WORK INSTRUCTIONS:
Which lines of the records hold the string "green"? Report only how many of them there are.

DATA FOR THIS TASK:
━━━━━━━━━━━━━━━━━━━━━━━━━━━━━━

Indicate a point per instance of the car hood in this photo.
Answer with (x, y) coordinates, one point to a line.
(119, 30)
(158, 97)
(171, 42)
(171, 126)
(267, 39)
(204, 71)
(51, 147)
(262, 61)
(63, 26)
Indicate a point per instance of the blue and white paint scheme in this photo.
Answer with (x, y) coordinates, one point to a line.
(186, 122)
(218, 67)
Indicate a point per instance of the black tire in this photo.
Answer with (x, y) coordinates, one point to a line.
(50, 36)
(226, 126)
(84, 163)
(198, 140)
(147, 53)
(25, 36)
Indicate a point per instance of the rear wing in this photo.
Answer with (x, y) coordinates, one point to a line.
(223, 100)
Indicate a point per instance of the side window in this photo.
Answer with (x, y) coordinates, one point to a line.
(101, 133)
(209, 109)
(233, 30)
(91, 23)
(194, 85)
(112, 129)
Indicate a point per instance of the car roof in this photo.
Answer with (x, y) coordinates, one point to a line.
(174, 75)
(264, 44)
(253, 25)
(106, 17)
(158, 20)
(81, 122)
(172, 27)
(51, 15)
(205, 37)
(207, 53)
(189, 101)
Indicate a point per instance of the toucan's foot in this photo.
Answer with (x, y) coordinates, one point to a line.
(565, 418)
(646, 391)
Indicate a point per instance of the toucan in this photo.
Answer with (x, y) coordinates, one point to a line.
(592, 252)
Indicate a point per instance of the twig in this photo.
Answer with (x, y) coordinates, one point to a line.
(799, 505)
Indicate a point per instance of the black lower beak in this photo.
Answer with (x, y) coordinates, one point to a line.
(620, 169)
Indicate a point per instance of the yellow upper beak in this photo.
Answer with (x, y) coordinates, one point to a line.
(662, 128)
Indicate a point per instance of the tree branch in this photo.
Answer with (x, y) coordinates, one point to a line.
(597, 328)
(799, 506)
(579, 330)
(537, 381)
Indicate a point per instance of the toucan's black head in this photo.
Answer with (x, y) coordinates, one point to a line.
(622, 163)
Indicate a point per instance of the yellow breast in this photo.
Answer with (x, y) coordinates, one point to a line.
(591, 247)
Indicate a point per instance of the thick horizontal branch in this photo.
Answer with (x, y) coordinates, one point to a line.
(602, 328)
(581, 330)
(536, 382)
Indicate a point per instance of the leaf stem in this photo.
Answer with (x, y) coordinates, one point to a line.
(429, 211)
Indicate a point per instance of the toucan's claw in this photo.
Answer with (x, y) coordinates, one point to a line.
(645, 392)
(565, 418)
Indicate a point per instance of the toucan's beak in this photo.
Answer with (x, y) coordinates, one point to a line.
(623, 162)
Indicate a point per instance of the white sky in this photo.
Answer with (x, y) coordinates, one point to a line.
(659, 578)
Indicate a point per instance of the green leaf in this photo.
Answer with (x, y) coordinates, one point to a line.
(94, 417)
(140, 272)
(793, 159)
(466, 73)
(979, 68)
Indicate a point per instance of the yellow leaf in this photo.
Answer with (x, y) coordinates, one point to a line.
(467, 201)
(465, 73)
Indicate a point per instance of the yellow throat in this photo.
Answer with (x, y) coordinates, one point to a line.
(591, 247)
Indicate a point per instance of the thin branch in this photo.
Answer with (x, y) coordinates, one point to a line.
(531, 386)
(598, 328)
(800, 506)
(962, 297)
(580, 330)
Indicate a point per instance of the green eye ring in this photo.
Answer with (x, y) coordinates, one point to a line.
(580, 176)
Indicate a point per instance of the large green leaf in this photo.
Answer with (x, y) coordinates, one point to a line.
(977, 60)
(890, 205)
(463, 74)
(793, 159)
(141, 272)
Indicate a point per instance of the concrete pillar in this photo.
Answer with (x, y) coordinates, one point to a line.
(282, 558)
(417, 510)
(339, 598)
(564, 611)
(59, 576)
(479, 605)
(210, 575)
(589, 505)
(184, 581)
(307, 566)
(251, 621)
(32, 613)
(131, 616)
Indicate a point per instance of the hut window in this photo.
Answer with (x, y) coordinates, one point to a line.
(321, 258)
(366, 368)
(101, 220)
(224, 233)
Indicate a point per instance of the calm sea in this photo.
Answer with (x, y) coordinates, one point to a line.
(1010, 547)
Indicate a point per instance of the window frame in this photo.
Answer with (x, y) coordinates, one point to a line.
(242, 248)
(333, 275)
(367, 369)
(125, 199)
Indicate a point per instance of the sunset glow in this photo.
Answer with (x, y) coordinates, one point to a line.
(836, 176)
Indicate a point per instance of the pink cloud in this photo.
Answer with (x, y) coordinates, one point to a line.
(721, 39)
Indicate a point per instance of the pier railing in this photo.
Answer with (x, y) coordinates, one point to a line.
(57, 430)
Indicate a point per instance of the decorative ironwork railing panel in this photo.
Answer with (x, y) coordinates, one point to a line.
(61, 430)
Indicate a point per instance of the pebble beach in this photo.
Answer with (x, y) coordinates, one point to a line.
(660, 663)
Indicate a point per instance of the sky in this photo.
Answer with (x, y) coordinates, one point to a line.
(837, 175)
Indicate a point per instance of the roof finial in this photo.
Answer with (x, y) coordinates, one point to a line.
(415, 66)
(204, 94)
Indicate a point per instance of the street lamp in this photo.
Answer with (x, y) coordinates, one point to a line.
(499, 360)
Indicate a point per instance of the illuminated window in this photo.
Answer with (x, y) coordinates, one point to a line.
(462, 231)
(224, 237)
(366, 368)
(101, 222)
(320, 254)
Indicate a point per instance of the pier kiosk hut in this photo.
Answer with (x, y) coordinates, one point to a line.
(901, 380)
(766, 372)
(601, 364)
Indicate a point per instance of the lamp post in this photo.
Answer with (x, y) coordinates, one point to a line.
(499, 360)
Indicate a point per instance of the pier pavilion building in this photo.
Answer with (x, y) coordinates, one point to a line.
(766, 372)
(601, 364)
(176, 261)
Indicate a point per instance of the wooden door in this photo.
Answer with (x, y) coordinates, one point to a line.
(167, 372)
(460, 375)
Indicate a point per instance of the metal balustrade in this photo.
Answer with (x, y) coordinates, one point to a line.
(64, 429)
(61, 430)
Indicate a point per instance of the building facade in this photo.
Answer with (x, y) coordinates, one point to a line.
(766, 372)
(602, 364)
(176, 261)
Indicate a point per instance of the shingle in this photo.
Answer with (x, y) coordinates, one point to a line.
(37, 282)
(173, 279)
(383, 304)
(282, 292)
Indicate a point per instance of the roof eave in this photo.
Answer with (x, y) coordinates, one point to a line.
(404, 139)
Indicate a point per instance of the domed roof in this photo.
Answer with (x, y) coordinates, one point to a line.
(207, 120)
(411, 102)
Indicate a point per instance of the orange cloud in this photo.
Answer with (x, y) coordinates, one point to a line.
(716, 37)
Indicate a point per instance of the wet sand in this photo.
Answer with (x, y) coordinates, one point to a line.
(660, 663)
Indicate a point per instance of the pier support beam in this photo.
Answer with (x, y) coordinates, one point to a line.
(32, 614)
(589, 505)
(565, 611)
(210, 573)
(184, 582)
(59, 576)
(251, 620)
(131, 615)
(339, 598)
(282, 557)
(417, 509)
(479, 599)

━━━━━━━━━━━━━━━━━━━━━━━━━━━━━━

TASK SOLUTION:
3